(Excerpt begins)
Posted By: beebs0911 Scared in Cincinnati - 04-24-2019 02:31 PM
I am 34 years old and have been diagnosed with Tongue Cancer. I find out TOMORROW what stage of cancer I have, if the cancer is present in any lymph nodes, and (I'm assuming) will receive a treatment plan.
My husband and sisters know of my cancer but I haven't really told anyone else b/c I need to find out answers.
I feel like I needed to get on here any say something to a chatroom full of strangers as I feel as if I'm on the brink of having an anxiety attack.

Thank you to everyone who gets on here and posts their experiences, advice, or research news. It helps.
Posted By: gmcraft Re: Scared in Cincinnati - 04-24-2019 03:58 PM
Welcome to the forum, although i’m sorry that you have to join our circle of friends.

You will probably find out about your treatment plan tomorrow, whether it will involve surgery, chemo and radiation. Are you being treated at a comprehensive cancer center where they use a team approach and have a lot of experience treating oral cancer? Have you considered getting a second opinion?

It’s not easy to take this bad news without anxiety as it brings up all kinds of questions. When you find out more about your treatment plan, it may help for you to confide in a few friends who can give you some support down the road, like driving you to treatment, helping with housework or just lend an ear. Do come back and post any questions you may have; we may not have all the answers but we have all taken the journey either as patients or caregivers. Or you may simply want to vent — which is fine too.
Posted By: beebs0911 Re: Scared in Cincinnati - 04-24-2019 05:16 PM
Thank you for your reply!

I am meeting the oncologist for the first time tomorrow, so I'm not sure even what the approach is. However, the ENT oncology ward at the hospital I will be a patient at is highly rated.

I have had this spot on my tongue for quite some time and has been monitored. I had a biopsy in July of 2018 which was screened for cancer... none was present in the biopsy. I had another biopsy last month (10 months later) and that one did show cancer. Thank you for listening.
Posted By: ChristineB Re: Scared in Cincinnati - 04-24-2019 05:32 PM
Welcome to OCF, Beebs! You have found the very best site for info and support relating to your recent diagnosis of oral cancer (OC). We have been thru this ourselves or are caregivers for OC patients/survivors so we all understand exactly where you are coming from. We have been there too and will help you get thru whatever path OC takes you on. When patients are first diagnosed they have so many appointments and new things coming at them its can become overwhelming. Many of our members have found learning about OC to be very helpful in enabling patients to be strong advocates for themselves. Our site is Health on the Net certified which means we provide factual and up to date medical info.
(Excerpt ends)
Brief A ▸ In the forum thread, what age does the first poster give?
Brief B ▸ Rewrite the stretch of the forum thread from "My husband and" through "a second opinion?", substituting "other people" for "strangers".
(Given information begins)
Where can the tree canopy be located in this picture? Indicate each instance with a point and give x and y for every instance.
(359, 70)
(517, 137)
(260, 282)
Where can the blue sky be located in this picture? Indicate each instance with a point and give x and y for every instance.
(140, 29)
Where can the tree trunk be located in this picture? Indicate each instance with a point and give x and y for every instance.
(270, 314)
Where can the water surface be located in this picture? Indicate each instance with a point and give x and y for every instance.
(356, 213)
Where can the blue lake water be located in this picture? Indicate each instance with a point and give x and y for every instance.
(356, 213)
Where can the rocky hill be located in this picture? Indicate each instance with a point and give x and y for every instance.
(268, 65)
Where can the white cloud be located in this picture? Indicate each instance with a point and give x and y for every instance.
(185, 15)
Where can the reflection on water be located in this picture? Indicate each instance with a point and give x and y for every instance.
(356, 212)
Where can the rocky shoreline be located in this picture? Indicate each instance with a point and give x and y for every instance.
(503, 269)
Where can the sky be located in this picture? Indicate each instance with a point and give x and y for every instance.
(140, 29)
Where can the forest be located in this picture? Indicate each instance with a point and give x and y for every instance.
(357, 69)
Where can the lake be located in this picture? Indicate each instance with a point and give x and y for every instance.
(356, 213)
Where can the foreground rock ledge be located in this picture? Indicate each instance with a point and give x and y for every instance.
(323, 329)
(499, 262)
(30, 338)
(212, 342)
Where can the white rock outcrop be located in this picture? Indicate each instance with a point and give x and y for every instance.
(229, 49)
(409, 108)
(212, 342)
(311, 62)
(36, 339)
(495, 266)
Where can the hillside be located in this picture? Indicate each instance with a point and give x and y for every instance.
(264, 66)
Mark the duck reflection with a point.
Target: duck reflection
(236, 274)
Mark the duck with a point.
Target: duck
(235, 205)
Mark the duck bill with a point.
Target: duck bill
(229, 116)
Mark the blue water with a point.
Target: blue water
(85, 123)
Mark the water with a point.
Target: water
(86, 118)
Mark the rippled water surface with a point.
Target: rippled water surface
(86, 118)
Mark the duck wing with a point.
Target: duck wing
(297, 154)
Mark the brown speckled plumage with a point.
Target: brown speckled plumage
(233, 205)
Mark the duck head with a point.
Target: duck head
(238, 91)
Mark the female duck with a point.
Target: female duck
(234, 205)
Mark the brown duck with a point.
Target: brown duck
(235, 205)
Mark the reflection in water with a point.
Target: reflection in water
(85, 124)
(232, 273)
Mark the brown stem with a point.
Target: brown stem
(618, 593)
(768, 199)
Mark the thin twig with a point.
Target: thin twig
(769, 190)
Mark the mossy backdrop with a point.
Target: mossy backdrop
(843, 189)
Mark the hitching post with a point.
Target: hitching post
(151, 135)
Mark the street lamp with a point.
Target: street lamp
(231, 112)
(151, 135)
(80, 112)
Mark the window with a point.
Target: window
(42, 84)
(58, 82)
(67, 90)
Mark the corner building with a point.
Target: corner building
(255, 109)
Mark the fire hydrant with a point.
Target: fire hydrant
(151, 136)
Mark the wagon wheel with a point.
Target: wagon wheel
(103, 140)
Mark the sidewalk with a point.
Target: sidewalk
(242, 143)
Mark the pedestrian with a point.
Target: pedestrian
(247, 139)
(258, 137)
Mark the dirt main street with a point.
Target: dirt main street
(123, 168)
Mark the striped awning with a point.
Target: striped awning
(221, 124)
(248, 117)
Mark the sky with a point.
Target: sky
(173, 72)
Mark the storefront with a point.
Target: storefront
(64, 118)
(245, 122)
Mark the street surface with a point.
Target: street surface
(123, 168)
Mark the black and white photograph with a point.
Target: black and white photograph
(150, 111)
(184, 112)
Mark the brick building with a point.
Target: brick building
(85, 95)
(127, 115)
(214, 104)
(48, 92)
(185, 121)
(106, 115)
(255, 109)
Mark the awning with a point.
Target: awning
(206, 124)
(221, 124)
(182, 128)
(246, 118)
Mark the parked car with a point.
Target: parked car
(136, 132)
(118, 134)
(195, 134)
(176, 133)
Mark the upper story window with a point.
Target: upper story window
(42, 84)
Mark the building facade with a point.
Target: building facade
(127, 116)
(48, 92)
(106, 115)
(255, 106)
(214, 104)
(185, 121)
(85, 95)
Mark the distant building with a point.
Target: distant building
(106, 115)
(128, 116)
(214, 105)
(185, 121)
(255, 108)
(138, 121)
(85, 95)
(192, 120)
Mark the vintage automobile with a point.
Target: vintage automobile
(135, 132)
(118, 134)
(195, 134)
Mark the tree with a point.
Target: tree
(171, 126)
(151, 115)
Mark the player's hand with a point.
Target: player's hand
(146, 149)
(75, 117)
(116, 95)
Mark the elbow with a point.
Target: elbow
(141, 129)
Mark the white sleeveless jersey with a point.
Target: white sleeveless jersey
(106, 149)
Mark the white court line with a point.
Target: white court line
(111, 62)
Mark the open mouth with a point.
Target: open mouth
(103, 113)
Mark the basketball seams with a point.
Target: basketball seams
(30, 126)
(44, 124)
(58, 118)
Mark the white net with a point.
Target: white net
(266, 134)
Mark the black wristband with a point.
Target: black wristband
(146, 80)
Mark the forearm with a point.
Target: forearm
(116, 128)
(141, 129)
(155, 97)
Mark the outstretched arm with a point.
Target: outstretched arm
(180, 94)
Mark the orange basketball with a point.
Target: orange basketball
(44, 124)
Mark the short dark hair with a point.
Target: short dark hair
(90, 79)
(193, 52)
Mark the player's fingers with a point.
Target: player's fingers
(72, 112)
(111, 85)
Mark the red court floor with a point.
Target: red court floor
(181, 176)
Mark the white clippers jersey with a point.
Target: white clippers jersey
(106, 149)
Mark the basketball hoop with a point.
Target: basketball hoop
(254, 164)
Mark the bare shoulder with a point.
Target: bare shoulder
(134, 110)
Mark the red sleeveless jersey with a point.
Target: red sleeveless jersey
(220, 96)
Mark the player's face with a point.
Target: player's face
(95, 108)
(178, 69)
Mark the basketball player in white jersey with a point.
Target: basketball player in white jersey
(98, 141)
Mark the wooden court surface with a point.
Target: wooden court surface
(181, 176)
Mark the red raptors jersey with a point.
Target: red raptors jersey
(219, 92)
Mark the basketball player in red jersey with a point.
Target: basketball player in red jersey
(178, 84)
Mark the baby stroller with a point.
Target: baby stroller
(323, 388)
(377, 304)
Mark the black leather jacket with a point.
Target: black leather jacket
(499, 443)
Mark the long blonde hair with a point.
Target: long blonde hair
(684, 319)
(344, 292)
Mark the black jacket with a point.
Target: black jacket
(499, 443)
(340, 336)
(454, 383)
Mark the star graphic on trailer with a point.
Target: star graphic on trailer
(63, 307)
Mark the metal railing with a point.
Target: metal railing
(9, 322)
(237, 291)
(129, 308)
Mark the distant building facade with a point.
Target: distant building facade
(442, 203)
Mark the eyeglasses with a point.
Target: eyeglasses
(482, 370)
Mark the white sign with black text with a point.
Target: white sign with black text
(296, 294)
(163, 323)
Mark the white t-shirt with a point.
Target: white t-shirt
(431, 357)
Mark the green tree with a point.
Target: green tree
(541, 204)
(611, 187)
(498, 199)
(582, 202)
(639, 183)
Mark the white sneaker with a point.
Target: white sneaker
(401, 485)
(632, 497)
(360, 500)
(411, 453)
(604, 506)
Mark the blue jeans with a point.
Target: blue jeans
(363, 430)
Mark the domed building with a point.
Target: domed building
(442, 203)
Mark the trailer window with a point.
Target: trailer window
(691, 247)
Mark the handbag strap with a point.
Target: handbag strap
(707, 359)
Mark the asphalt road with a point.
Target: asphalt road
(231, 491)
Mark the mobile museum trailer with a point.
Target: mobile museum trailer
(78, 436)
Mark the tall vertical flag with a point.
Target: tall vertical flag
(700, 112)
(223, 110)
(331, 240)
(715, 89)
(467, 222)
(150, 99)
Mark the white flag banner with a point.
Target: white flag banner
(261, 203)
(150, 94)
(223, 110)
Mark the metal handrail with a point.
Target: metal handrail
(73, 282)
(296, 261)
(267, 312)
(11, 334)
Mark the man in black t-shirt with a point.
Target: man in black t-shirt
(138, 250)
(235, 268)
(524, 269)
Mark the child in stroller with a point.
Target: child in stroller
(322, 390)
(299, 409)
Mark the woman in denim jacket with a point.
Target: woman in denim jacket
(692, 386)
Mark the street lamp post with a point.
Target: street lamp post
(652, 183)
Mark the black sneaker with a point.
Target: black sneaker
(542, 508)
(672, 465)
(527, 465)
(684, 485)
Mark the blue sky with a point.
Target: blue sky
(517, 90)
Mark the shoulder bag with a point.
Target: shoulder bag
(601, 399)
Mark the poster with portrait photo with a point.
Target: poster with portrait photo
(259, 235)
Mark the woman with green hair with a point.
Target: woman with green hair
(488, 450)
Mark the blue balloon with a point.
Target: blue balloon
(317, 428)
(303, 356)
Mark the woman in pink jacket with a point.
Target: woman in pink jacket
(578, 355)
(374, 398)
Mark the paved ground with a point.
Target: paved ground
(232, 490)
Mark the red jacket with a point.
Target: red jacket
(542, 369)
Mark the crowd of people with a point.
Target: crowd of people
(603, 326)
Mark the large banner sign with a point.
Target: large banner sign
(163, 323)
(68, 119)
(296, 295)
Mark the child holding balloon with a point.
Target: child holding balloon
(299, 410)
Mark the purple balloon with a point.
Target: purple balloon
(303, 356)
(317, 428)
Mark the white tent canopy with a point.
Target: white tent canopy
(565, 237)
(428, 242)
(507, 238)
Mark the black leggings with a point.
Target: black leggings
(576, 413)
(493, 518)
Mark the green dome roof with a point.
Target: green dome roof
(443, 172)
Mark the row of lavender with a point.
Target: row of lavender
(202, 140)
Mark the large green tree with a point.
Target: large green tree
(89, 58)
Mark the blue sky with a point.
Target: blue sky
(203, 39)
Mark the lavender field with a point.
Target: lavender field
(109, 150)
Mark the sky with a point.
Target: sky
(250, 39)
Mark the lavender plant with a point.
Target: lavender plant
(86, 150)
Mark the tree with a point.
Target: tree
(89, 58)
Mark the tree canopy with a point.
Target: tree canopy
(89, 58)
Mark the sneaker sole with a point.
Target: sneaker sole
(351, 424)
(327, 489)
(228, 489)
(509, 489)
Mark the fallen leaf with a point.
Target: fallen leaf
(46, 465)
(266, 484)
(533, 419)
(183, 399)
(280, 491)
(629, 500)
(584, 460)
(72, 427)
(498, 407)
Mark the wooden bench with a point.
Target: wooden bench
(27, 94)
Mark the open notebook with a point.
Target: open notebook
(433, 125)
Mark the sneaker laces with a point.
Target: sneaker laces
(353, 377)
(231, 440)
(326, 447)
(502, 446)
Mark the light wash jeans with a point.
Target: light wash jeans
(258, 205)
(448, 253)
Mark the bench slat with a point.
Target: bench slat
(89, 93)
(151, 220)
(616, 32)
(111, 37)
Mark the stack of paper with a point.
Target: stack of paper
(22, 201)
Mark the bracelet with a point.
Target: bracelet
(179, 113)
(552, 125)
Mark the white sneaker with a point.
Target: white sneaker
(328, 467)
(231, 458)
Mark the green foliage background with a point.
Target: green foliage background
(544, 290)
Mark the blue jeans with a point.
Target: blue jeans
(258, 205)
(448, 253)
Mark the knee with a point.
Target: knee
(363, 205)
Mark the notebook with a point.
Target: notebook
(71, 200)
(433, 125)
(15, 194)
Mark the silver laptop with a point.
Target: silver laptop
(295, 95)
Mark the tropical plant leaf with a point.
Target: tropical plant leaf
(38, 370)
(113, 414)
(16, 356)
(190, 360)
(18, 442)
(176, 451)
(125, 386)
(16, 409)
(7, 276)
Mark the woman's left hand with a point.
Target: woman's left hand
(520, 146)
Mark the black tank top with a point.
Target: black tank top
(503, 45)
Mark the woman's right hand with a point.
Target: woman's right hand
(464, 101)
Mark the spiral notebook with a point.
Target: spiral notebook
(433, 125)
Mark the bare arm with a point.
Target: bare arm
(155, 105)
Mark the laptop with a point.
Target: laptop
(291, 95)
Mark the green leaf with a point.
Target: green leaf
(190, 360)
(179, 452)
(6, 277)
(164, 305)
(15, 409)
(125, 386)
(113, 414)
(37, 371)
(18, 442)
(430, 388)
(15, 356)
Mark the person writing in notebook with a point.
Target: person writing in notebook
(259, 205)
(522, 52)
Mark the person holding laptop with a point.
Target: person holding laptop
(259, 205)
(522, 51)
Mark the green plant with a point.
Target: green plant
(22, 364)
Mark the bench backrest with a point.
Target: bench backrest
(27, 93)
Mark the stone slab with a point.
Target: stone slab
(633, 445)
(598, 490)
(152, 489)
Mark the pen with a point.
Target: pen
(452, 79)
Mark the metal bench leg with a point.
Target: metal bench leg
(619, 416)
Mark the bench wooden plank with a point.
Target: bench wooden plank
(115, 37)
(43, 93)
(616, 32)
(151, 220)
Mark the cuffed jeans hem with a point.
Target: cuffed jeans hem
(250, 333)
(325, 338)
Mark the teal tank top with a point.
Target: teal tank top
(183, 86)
(Given information ends)
Expected answer A ▸ 34 years old.

Expected answer B ▸
My husband and sisters know of my cancer but I haven't really told anyone else b/c I need to find out answers.
I feel like I needed to get on here any say something to a chatroom full of other people as I feel as if I'm on the brink of having an anxiety attack.

Thank you to everyone who gets on here and posts their experiences, advice, or research news. It helps.
Posted By: gmcraft Re: Scared in Cincinnati - 04-24-2019 03:58 PM
Welcome to the forum, although i’m sorry that you have to join our circle of friends.

You will probably find out about your treatment plan tomorrow, whether it will involve surgery, chemo and radiation. Are you being treated at a comprehensive cancer center where they use a team approach and have a lot of experience treating oral cancer? Have you considered getting a second opinion?